- 所给文章
Thursday, July 15, 2010

主体功能区规划:重整河山?

  主体功能区规划:重整河山?

  文_本刊记者 许圣如  发自广州

  广袤丰饶的中国西部迎来了最好的时代,7月5日,高规格的西部大开发工作会议无疑是最强的冲锋号,而在这之前的6月12日,国务院常务会议审议通过的《全国主体功能区规划》(以下简称《规划》)则是猛烈的催化剂,生态补偿机制、优先财政转移支付等配套政策会从制度上为西部开发“准备充足的钱粮”。

  “这是国家在空间开发方面提出的一个新战略,是中国的一个独创。”国家发改委副秘书长杨伟民表示,规划既指引中国发展模式转变的方向,又设定了一个保护国土及生态环境的底线,而这条底线是直接划定到行政边界的硬性规定,不给地方政府太多的模糊空间。

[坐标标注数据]
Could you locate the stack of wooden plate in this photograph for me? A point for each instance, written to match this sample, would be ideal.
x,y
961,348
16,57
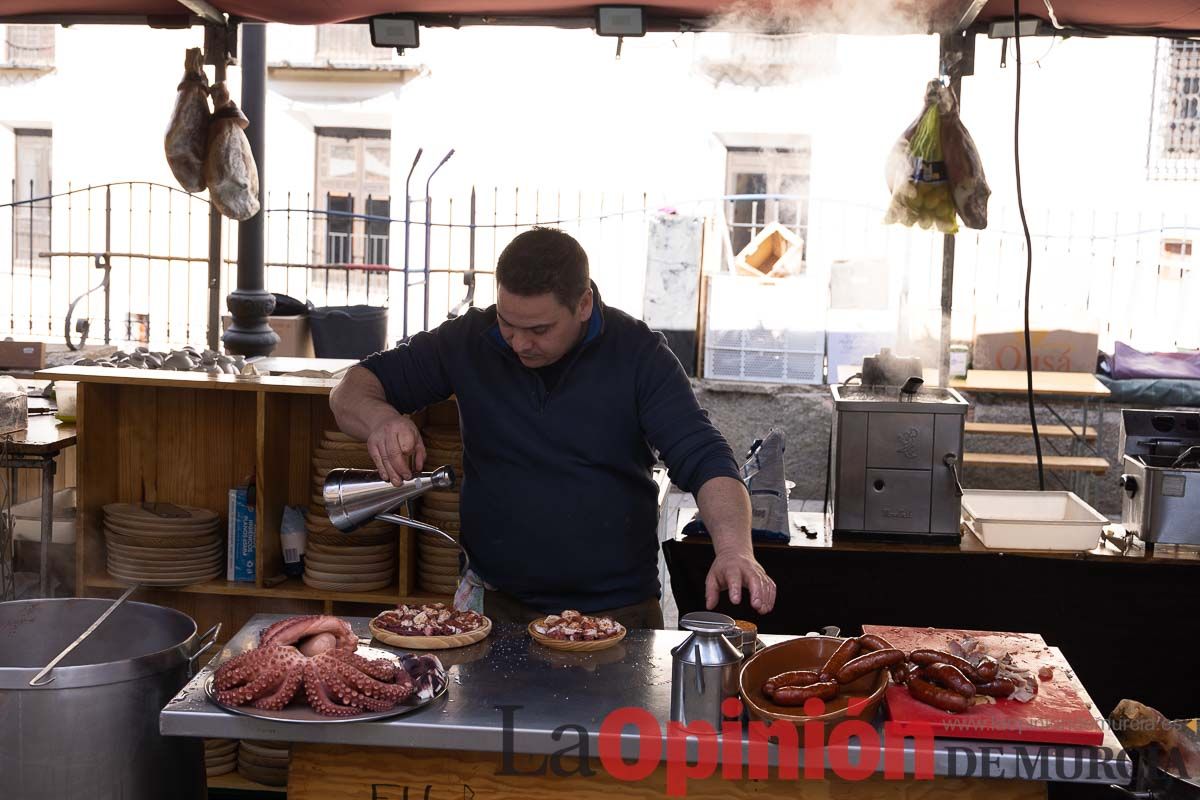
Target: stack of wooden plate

- 任务说明 1
根据这篇关于主体功能区规划的文章,国务院常务会议是在哪一天审议通过《全国主体功能区规划》的?
- 任务说明 2
对照这篇关于主体功能区规划的文章,判断下面每句话是否与文章相符,并引用文章中起决定作用的原话:(a) 西部大开发工作会议于7月5日召开;(b) 杨伟民称这一规划借鉴了外国做法;(c) 规划划定的底线给地方政府留有较大的模糊空间。
- 任务说明 3
从这篇关于主体功能区规划的文章最后一句之后接着往下写。
这些数据和文章没有关系。

- 书面回答 1
6月12日。

- 书面回答 2
(a) 是:"7月5日,高规格的西部大开发工作会议"
(b) 否:"是中国的一个独创"
(c) 否:"不给地方政府太多的模糊空间"

- 书面回答 3
  中国社科院城市发展与环境研究中心牛凤瑞研究员认为,《规划》选在“十二五”规划编制期通过,意味着《规划》在“十二五”期间即将发挥重要作用,“弥补传统国土管治模式的缺点、制约地方政府片面追求GDP的非理性政绩观,制定一个科学合理的新的整体规划,为未来数十年内中国各区域发展方向提供指引。”

  全国主体功能区将分层次推进,分为国家和省级两个层面。国家层面将选取30%左右的国土,分为国家优化开发区域、重点开发区域、限制开发区域和禁止开发区域四类。其余的全部国土由省级划定主体功能区。

  “这是对目前地方政绩考评体系的一个有力纠正。” 国家行政学院公共行政教研室主任竹立家分析,中国目前各级地方政府在政绩考评上基本上是一个标准,没能充分考虑各个地区不同的资源环境人口经济发展的特殊省情、市情、县情。比如有些地区过度开发,已经到了难以为继的程度。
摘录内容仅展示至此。